[Referring expression pointing data]
════════════════
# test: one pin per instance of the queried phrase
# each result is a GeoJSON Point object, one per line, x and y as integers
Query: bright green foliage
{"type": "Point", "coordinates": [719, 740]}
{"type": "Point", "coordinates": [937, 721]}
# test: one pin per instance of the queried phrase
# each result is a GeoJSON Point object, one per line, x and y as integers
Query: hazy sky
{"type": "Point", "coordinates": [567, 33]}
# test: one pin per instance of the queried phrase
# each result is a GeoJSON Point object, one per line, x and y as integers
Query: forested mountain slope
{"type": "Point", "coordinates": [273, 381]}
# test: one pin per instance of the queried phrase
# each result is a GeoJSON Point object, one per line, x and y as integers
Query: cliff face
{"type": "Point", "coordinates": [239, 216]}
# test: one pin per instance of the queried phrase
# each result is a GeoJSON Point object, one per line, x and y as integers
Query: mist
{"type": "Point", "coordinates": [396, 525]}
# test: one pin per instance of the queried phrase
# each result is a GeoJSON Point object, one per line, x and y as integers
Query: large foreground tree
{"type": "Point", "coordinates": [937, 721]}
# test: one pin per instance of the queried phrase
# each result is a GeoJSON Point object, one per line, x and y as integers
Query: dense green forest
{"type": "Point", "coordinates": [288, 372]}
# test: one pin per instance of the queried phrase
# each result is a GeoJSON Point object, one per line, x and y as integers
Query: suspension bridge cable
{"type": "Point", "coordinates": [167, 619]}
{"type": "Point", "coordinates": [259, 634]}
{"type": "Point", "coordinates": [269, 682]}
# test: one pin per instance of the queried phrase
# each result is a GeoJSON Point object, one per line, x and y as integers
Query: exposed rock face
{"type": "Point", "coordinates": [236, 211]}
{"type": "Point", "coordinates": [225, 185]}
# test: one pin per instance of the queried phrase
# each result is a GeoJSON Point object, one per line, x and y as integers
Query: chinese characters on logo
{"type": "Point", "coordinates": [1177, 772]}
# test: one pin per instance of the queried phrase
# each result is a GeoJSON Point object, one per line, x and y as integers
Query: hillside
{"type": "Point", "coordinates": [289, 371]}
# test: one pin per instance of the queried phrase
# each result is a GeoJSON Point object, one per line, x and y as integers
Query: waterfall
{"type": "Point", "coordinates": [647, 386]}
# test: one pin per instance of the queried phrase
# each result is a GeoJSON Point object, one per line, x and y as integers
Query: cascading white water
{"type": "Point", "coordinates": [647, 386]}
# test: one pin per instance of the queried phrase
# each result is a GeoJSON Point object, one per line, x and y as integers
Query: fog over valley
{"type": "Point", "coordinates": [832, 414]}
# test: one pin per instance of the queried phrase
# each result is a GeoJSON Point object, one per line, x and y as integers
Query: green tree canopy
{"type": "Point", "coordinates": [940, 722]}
════════════════
§ **BRIEF**
Above are the entries; give them back verbatim.

§ **EXERCISE OUTPUT**
# test: one pin per instance of the queried phrase
# each result is a GeoJSON Point object, one per line, x and y as integers
Query: bright green foliage
{"type": "Point", "coordinates": [719, 740]}
{"type": "Point", "coordinates": [937, 721]}
# test: one pin per instance of the queried phrase
# each result is a GeoJSON Point object, one per line, x and y as integers
Query: hazy sky
{"type": "Point", "coordinates": [567, 33]}
# test: one pin per instance of the queried phrase
# each result is a GeoJSON Point object, one per line, x and y as integers
Query: forested mountain slope
{"type": "Point", "coordinates": [273, 381]}
# test: one pin per instance of the queried phrase
# each result is a GeoJSON Point object, one per line, x and y as integers
Query: cliff face
{"type": "Point", "coordinates": [239, 216]}
# test: one pin per instance of the queried phrase
# each result is a GeoJSON Point object, one per line, x and y as integers
Query: mist
{"type": "Point", "coordinates": [396, 525]}
# test: one pin per instance of the queried phrase
# each result is a GeoJSON Point object, one per line, x and y as integers
Query: large foreground tree
{"type": "Point", "coordinates": [937, 721]}
# test: one pin per instance of the queried phrase
# each result is a GeoJSON Point object, one per line, x and y as integers
Query: dense green forest
{"type": "Point", "coordinates": [288, 372]}
# test: one pin per instance of the queried phrase
# each result is a GeoJSON Point object, one per line, x and y as integers
Query: suspension bridge cable
{"type": "Point", "coordinates": [167, 619]}
{"type": "Point", "coordinates": [259, 634]}
{"type": "Point", "coordinates": [269, 682]}
# test: one pin per instance of the queried phrase
# each result is a GeoJSON Point object, one per line, x and y as integers
Query: exposed rock face
{"type": "Point", "coordinates": [236, 211]}
{"type": "Point", "coordinates": [225, 185]}
# test: one pin per instance of the queried phrase
# each result is a GeoJSON Point object, one per line, x and y as integers
Query: chinese characters on logo
{"type": "Point", "coordinates": [1177, 772]}
# test: one pin per instance of the queried phrase
# each result is a GeoJSON Point object, one per line, x and y as integers
Query: hillside
{"type": "Point", "coordinates": [289, 371]}
# test: one pin per instance of the queried phrase
# each result is a GeoJSON Point object, one per line, x and y as integers
Query: waterfall
{"type": "Point", "coordinates": [647, 386]}
# test: one pin per instance of the queried phrase
# each result is a GeoJSON Point object, one per line, x and y as integers
Query: cascading white water
{"type": "Point", "coordinates": [647, 386]}
# test: one pin per instance of the queried phrase
# each result is a GeoJSON Point object, one per line, x and y as integers
Query: fog over valley
{"type": "Point", "coordinates": [832, 414]}
# test: one pin per instance of the queried phrase
# each result is a GeoJSON Point object, one per line, x and y as integers
Query: green tree canopy
{"type": "Point", "coordinates": [940, 722]}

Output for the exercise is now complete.